→ **Text segment**
################

This has been such a prevalent issue over the last couple years, both in a national scale but also a local scale. There was a scandal in my own home church and larger denomination. There’s the ongoing Catholic church scandal.
Lately, it seems like it has intensified. It feels like I’m reading a new story every week, and it’s not just churches. The military has issues. Boarding schools are in the spotlight. And don’t even get me started on Josh Duggar / Bill Gothard.
Sexual assault is everywhere. It’s a sick, sad truth. It makes victim of young and old, male and female, rich and poor, drunk and sober. But there is a pattern, at least as far as I have seen, and it is disturbing.
We insist on settling things in house, and, even worse, as Christians, we use the Bible as an excuse to do so.
Last week, one of my readers came forward with a story of being sexually assaulted by an assistant pastor. She told a pastor, because that’s what good Christian girls are told to do. The pastor confronted the accused, and he denied it… because, guilty or not, that’s what accused people do.
She told three more pastors, and, in keeping with the “Biblical Model for Church Discipline and Confrontation” each of those three pastors approached the accused. In keeping with the “Human Desire to Save My Skin and Not Admit Wrongdoing” he denied.
Now, in the interest of “Discovering Truth” she, the victim, has to meet with her pastor (a man), her attacker (a man), and his pastor (a man). In this ‘completely unbiased meeting’ two pastors will listen as a laywoman in the church accuses a fellow pastor of sexual assault. She will in turn listen as he denies the accusations, and likely blames her for initiating contact, because that seems to be the thing to do.
This is the narrative for many stories. A woman is assaulted by a man in the church and she has been taught by the church that you handle these sorts of things ‘in house.’ So, in trying to do what she believes is right, she goes to a leader in her church.
That leader then confronts the accused. Soon, a meeting is called where the victim and the attacker have to sit with each other and recount their version of events. The leaders then determine the appropriate course of action based on what they believe to be true. The “secular justice system” is rarely involved.
To be fair, I think the intent behind these actions are good. We want the truth and want to make sure that good men aren’t falsely accused. I understand that. However, when we insist on keeping such allegations within ‘these four walls’, we fail to realize two very key things.
We are Christians and citizens.
Yes, we are Christians, and our primary identity is that of being in Christ. However, we are also citizens of the countries where we reside. We are members, not citizens, of our churches. Churches, ministries, camps, whatever they are, in the name of God, are not independent states. As citizens, we are protected by and subject to the laws of the countries in which we reside. Your membership in a church does not exempt you from the government. Which leads to:
2. Sin is not equal to crime
The passage often cited for church discipline and the idea of Biblical confrontation is Matthew 18:15-19. In this passage, Jesus is offering instruction for what to do when a brother (or sister) in Christ is living in sin. The first confrontation is to be one-on-one, and then it escalates from there. The purpose of this process is to restore the offender to fellowship within the church.
I’d like to suggest that this is not a passage dealing with criminals within the church. Sexual immorality is, of course, considered sinful by Biblical standards. If a man and woman are living together out of wedlock, that is not a crime by society’s standards, but it is a sin within the church. Sexual assault is different; it is illegal by governmental standards. Immorality (a sin) and assault are two different things.

################

Dataset records on object locations:

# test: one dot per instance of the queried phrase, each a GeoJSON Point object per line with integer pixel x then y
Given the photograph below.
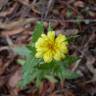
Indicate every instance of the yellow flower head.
{"type": "Point", "coordinates": [50, 47]}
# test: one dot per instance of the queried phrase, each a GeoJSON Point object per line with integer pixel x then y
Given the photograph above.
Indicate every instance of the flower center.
{"type": "Point", "coordinates": [51, 46]}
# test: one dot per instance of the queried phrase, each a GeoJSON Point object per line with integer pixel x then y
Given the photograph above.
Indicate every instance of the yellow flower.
{"type": "Point", "coordinates": [50, 47]}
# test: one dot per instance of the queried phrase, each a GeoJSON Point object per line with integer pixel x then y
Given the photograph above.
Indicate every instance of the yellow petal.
{"type": "Point", "coordinates": [51, 35]}
{"type": "Point", "coordinates": [57, 56]}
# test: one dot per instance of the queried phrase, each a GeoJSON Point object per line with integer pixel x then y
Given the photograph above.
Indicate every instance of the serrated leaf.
{"type": "Point", "coordinates": [39, 29]}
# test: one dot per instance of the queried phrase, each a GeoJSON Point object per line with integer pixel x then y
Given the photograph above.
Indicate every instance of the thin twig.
{"type": "Point", "coordinates": [23, 22]}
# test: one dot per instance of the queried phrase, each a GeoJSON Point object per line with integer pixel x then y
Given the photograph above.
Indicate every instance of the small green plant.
{"type": "Point", "coordinates": [46, 58]}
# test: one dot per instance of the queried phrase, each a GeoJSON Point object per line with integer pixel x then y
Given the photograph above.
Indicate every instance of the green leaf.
{"type": "Point", "coordinates": [50, 28]}
{"type": "Point", "coordinates": [39, 29]}
{"type": "Point", "coordinates": [51, 78]}
{"type": "Point", "coordinates": [22, 50]}
{"type": "Point", "coordinates": [67, 74]}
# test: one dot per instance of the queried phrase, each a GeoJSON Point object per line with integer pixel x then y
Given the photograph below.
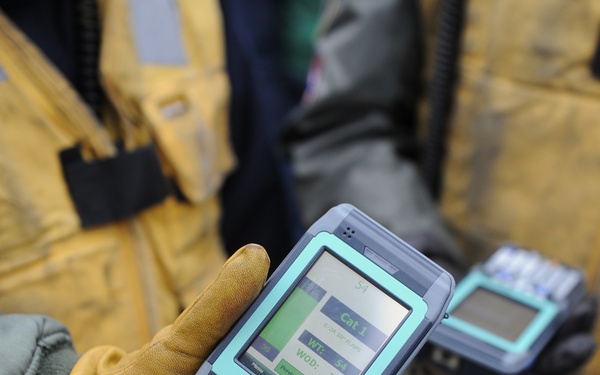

################

→ **Work to complete**
Could you write the next part of the post about churches handling sexual assault allegations in house, starting right after its final sentence? The records play no part in what comes next.

→ **Task result**
Is there grace and forgiveness? Of course. Is there restoration for the repentant? Yes. Is there a free waiver of all consequences for actions? No.
Let’s consider some non-sexual scenarios for a moment:
- A woman is a gossip. She is always talking bad about everyone, getting and giving the latest scoop on the deacon’s wife and the pastor’s wife, and the newcomer. You know, she’s that person. That person needs to be confronted according to the Matthew 18 model.
- A man struggles with alcoholism. He is absolutely addicted to the stuff. In some churches, that would fall under the scope of church discipline.
- That same man gets drunk one night, out of control, and beats his wife. Then, he gets behind the wheel of a car and goes careening the wrong way down the interstate and fatally crashes into a car. Should that be handled in house? Of course not. We recognize that to be a legal issue. What he did was illegal- he beat his wife and he drove under the influence, and will likely go to jail for vehicular manslaughter.
Boil it all the way down:
It’s easy for us to draw the line in some cases and to clearly see the immoral versus the illegal. For some reason, though, when it comes to sex, we can’t seem to draw that line. We have this fascination with figuring out why it happened. Was she wearing something? Was she being suggestive? Maybe he’s into porn and that has clouded his judgement.
We muddy the issue and very rarely reach some sort of resolution. In fact, the only resolution I have personally seen is when an alleged victim bypasses the church structure and reports straight to the police.
This is what you would do if you were attacked in an alley. This is what you would do if your house was robbed. This should be what you are encouraged to do in the case of sexual assault.
Bottom line, alleged or not, and regardless of where it happened and who was involved, sexual assault is a crime and, as such should be addressed by the criminal justice system. Christians can report crimes, and should not be hindered in doing so. There are certain things we simply cannot ‘solve’ in house, and sexual assault is one of them.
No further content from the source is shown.